▶ _Text passage_:
==========
= Australian Songwriters Association =

The Australian Songwriters Association (ASA) was founded in Melbourne in 1979 by Tom Louch and Rudy Brandsma. It is the only national, all genre songwriters association in Australia.

== History of the Australian Songwriters Association ==
Tom Louch called the first meeting of songwriters in Melbourne on 22 July 1979, which brought together a group of Melbourne-based songwriters interested in forming an organisation to represent their interests. The first published ASA membership list appeared in December 1979 and comprised the names of 21 people including Tom Louch and Rudy Brandsma. Tom Louch (1932-2009) was the first president of the ASA. As a songwriter, he was known for his composition “On The Gold Coast”. The song was prompted by a call from the Mayor of the Gold Coast in Queensland, Keith Hunt, who determined that the city needed an anthem to encourage tourists after devastating floods caused by Cyclone Wanda in 1974. The song was recorded by American entertainer Lovelace Watkins, who had been appointed “Ambassador at Large” by the Gold Coast Mayor, and released in Australia in 1980.
==========
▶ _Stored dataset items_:
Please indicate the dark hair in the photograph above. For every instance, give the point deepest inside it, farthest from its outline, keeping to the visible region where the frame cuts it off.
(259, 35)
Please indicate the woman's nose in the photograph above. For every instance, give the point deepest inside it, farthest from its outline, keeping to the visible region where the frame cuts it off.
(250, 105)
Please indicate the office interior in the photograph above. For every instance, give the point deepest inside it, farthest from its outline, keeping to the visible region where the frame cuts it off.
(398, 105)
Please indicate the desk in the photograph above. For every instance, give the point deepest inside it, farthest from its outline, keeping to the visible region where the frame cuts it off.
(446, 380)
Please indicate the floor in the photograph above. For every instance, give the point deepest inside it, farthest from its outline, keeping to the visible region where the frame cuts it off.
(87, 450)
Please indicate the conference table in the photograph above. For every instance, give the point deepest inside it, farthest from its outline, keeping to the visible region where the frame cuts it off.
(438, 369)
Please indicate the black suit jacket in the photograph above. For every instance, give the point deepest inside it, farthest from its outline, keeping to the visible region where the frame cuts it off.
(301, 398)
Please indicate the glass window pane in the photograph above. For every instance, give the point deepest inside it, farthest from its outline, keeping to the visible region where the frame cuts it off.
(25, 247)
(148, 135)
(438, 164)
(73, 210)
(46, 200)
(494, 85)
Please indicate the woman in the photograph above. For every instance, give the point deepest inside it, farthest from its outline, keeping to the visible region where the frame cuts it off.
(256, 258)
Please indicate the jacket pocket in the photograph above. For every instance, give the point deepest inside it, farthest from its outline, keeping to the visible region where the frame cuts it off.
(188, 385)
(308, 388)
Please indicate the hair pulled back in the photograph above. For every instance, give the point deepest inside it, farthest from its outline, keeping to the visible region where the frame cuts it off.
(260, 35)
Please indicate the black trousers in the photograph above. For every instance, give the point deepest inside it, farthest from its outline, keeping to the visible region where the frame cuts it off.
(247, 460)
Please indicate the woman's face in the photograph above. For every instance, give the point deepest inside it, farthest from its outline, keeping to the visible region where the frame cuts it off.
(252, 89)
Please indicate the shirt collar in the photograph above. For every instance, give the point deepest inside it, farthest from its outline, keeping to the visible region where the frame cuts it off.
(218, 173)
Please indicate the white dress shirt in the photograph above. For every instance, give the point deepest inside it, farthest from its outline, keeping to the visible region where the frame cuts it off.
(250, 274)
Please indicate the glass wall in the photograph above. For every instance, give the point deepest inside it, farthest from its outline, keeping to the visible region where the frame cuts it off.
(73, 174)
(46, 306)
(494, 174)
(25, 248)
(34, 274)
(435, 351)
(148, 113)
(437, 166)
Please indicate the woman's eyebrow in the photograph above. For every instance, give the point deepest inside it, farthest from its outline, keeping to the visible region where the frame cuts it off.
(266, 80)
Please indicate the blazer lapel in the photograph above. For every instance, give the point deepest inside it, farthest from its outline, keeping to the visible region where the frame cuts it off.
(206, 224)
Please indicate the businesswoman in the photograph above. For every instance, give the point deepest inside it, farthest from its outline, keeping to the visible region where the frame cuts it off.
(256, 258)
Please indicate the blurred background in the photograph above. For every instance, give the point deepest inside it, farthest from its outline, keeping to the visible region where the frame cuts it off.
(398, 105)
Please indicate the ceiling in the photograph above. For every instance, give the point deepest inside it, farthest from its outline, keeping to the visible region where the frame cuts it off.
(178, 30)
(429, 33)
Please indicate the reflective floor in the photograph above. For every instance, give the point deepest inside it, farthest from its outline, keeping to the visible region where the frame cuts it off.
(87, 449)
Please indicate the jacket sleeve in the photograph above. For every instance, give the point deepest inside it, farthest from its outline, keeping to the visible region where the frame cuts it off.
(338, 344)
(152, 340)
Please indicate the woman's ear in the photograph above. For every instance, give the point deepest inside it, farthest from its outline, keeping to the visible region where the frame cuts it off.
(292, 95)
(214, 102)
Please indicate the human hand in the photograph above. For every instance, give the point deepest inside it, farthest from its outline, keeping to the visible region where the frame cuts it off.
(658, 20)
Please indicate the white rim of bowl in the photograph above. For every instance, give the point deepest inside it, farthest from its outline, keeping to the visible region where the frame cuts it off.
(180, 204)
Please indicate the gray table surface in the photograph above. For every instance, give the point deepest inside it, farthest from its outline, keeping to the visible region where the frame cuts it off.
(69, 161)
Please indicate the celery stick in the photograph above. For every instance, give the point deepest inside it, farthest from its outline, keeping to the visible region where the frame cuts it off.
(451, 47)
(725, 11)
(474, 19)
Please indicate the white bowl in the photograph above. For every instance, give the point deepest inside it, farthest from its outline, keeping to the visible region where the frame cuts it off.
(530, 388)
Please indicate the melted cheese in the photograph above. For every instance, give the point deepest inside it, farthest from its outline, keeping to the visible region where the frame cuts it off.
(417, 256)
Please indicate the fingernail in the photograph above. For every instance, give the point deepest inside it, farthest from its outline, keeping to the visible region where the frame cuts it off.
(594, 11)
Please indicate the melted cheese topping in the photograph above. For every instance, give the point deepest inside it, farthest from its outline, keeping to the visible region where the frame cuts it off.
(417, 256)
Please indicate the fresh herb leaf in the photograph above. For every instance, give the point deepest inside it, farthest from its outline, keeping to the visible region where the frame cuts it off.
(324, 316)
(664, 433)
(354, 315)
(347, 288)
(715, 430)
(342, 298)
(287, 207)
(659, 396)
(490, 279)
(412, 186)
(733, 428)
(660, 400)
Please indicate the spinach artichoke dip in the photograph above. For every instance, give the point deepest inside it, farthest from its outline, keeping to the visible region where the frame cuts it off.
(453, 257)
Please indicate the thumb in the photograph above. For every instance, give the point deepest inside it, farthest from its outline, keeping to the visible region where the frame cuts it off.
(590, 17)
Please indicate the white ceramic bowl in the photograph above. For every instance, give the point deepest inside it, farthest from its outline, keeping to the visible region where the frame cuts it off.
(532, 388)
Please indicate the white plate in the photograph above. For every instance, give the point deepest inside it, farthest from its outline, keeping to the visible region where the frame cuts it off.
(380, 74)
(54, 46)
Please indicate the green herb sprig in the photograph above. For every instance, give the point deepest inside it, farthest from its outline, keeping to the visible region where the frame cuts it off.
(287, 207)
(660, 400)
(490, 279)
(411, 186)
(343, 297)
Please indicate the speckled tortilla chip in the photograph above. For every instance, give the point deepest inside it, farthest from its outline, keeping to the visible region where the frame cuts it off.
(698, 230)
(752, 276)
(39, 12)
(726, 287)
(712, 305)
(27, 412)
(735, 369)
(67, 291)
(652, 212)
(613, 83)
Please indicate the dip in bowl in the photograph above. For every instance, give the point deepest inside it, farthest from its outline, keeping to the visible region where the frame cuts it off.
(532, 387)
==========
▶ _Activities_:
[1] List every person named in the text on the Australian Songwriters Association.
[2] Copy the text on the Australian Songwriters Association word for word from "The Australian Songwriters Association (ASA)" to "association in Australia.".
You won't need the records.

▶ _Answers to the exercises_:
[1] Tom Louch, Rudy Brandsma, Keith Hunt, Lovelace Watkins

[2]
The Australian Songwriters Association (ASA) was founded in Melbourne in 1979 by Tom Louch and Rudy Brandsma. It is the only national, all genre songwriters association in Australia.